● **A fazer**
**a.** Indique se cada afirmação abaixo está de acordo com o texto sobre o caso do Banco Rodobens, respondendo sim ou não e citando literalmente o trecho do texto que decide a questão. (i) O banco afirmava que seu negócio era fazer leasing operacional de caminhões. (ii) O autor tem certeza de que a CPI vai prosperar. (iii) A ideia de democracia militante foi desenvolvida por um jurista francês.
**b.** Prossiga com o texto sobre o caso do Banco Rodobens a partir da última frase apresentada.

BLOG ORLANDO TAMBOSI
A internet abriu, mais uma vez, a caixa de Pandora de toda a loucura política. Fernando Schüler para a revista Veja:
Dia
desses deparei com uma curiosa nota do Banco Rodobens. Com as contas
bloqueadas, por uma decisão de nossa Suprema Corte, acusado de financiar
“atos antidemocráticos”, envolvendo aqueles caminhões indo a Brasília, o
banco candidamente explicava que “não tinha nada com isso”. Seu negócio
era fazer “leasing operacional” de caminhões, para transportadores,
Brasil afora, dizia a nota. Fiquei me perguntando (talvez não devesse)
com que base de informações nossa Suprema Corte toma decisões como essa.
“Talvez não tenham checado direito”, foi a melhor explicação que
obtive. De fato, a empresa não tinha nada a ver com aquilo, mas não é
esse o ponto aqui. O bloqueio das suas contas é apenas um dos exemplos
citados no pedido de abertura de uma CPI, no Congresso Nacional, esta
semana, para investigar a enorme sequência de abusos cometidos contra
direitos fundamentais de nossa democracia, nestes anos tristes. Há
coisas bem mais graves acontecendo, e não faço ideia se a CPI vai
prosperar. O ponto é que há uma ferida aberta, na democracia brasileira,
e quem não emigrar para Portugal ou para o Canadá, e tem alguma
responsabilidade com o país, deveria se preocupar com isso.
O
caso da Rodobens ilustra o que muita gente vem chamando de “democracia
militante”, no Brasil atual. A ideia é elegante e foi desenvolvida pelo
jurista alemão Karl Loewenstein, no mundo sombrio da Alemanha dos anos
30, em meio ao desmoronamento da República de Weimar, diante do nazismo.

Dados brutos
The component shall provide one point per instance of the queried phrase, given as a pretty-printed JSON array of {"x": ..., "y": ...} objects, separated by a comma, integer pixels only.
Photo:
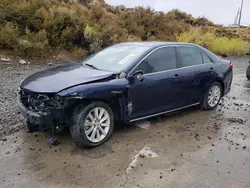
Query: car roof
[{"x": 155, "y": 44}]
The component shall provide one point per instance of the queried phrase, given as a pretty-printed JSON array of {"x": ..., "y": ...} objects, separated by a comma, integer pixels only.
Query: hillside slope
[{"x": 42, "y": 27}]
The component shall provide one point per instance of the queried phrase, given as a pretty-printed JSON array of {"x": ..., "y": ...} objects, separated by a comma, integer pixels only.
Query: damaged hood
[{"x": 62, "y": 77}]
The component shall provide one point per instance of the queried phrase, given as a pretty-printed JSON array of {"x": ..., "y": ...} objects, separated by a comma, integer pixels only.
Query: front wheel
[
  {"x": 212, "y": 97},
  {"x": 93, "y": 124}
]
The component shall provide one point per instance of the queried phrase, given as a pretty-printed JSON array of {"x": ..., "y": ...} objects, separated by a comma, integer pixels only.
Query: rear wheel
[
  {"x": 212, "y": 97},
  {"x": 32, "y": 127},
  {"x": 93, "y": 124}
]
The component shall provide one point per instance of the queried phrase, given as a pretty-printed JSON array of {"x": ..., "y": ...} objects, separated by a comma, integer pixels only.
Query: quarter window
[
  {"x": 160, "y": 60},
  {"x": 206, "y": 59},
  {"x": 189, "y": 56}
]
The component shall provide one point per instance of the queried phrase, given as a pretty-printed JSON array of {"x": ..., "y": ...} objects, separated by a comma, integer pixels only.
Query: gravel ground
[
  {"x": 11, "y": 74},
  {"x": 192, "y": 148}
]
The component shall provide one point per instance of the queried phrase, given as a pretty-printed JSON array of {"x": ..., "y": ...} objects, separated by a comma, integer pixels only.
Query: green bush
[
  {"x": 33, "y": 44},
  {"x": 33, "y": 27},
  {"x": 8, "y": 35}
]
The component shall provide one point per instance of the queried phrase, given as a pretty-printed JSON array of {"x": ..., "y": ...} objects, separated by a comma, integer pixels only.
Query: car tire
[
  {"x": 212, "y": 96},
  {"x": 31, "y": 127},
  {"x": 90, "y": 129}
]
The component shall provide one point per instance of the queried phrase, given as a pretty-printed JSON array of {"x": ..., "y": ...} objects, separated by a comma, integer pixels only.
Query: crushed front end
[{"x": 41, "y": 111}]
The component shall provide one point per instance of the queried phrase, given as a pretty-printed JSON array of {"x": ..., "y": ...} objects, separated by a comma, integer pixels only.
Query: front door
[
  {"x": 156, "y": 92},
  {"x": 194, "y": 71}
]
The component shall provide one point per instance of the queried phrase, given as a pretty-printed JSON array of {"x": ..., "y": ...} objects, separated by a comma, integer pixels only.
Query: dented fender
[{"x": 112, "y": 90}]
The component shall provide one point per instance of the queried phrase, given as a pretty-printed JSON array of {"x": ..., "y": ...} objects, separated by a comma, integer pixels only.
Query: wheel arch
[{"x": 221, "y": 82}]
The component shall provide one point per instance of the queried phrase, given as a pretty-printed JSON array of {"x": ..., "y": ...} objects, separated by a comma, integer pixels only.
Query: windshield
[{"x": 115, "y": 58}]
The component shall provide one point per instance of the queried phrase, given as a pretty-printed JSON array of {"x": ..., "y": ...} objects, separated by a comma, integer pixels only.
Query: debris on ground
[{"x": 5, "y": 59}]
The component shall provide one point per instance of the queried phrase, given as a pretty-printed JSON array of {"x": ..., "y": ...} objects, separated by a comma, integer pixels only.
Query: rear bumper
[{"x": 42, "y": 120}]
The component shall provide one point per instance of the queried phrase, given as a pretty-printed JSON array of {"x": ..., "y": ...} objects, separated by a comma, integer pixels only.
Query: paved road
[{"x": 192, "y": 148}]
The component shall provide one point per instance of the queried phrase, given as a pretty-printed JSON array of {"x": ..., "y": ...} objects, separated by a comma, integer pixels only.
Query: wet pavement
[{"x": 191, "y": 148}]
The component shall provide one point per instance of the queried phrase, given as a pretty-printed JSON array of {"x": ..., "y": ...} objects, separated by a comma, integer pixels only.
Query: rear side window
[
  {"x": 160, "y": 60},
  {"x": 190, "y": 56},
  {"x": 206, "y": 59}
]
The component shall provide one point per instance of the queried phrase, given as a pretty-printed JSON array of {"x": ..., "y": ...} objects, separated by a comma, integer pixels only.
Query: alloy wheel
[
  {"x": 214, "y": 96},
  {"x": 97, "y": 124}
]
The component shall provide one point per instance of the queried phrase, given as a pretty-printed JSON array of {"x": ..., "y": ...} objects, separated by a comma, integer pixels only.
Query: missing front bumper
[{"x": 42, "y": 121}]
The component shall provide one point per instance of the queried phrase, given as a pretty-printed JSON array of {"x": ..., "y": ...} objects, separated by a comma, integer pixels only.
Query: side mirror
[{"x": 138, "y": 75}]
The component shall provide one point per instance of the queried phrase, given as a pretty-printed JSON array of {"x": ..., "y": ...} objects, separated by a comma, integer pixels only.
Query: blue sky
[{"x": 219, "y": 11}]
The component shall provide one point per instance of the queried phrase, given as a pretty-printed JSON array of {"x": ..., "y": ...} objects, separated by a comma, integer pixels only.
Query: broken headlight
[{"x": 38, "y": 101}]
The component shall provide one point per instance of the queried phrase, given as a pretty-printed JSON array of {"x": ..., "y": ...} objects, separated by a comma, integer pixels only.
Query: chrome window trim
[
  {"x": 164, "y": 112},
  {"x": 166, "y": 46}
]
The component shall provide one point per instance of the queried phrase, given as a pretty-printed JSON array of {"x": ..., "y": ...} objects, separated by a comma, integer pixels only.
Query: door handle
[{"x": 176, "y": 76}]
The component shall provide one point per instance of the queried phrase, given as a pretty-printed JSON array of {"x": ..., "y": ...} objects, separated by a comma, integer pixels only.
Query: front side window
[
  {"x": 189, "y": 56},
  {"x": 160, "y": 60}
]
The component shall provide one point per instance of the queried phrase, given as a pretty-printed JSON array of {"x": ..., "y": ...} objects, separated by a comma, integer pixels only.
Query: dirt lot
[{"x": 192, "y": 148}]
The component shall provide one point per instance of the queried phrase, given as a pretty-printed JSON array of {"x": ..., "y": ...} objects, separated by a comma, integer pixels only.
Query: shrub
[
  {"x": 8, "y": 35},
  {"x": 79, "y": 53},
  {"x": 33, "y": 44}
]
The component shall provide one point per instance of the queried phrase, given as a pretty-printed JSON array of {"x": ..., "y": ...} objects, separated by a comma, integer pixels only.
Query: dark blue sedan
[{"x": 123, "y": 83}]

● **Respostas em ordem**
**a.**
(i) Sim: "Seu negócio era fazer “leasing operacional” de caminhões, para transportadores, Brasil afora, dizia a nota."
(ii) Não: "não faço ideia se a CPI vai prosperar"
(iii) Não: "foi desenvolvida pelo jurista alemão Karl Loewenstein"

**b.**
Loewenstein exilou-se nos Estados Unidos e escreveu extensamente sobre
como a democracia deve prever mecanismos de defesa contra os
extremismos, incluindo-se aí a suspensão de certas garantias diante de
ameaças “existenciais” a sua própria sobrevivência. Ele acusava a
inépcia da “cegueira legalista” para perceber como as democracias podem
se tornar o “cavalo de Troia pelo qual o inimigo entra na cidade”. A
tese referia-se ao nazismo, e serviu para algumas medidas protetivas no
redesenho da democracia alemã, no pós-guerra. Ao longo do tempo, no
entanto, o argumento correu o mundo. Foi usado para combater movimentos
ora à direita, ora à esquerda, e ressurgiu com força aqui pelos
trópicos, nos últimos anos, diante da ascensão de Bolsonaro
e sua “nova direita”. Muita gente acha que é assim que deve ser. Há,
porém, quem ache o contrário. Que nada temos a ver com a Alemanha, que é
preciso tomar cuidado com a “falácia do Hitler” e que nosso problema
real é o oposto: o desrespeito a direitos fundamentais por parte de quem
deveria ser intransigente na sua proteção.
Nessa
visão, andamos em um caminho perigoso. Em nome da “democracia
militante”, o professor Marcos Cintra foi sumariamente banido das redes
sociais, acontecendo o mesmo com o empresário Luciano Hang,
aparentemente, por “não dizer nada” em um diálogo irrelevante, em um
grupo também irrelevante (e privado) no WhatsApp. Em nome da “democracia
militante”, um partido comunista minúsculo foi censurado e banido, por
supostamente “ameaçar a democracia” em um tuíte que quase ninguém leu.
Em seu nome, a censura prévia voltou com força, ao país, sem a menor
cerimônia, e quarenta e tantas empresas tiveram suas contas bloqueadas,
dias atrás, por um suposto crime de “abuso de reunião”. O caso levou a
um ainda tímido protesto de seccionais da OAB, contrariadas com uma
decisão feita “sem qualquer notificação prévia dos supostos envolvidos,
nem mesmo o Ministério Público, sabidamente fiscal da lei”. Algo que
agride “consagrados princípios constitucionais do devido processo legal,
da ampla defesa e do contraditório”.
De
minha parte, acho fascinante o argumento da “democracia militante”. Em
primeiro lugar, porque ele extrai de uma situação efetivamente
excepcional, que foi a ascensão do nazismo, uma régua a ser aplicada,
não raro de modo vulgar, nas democracias em pleno funcionamento.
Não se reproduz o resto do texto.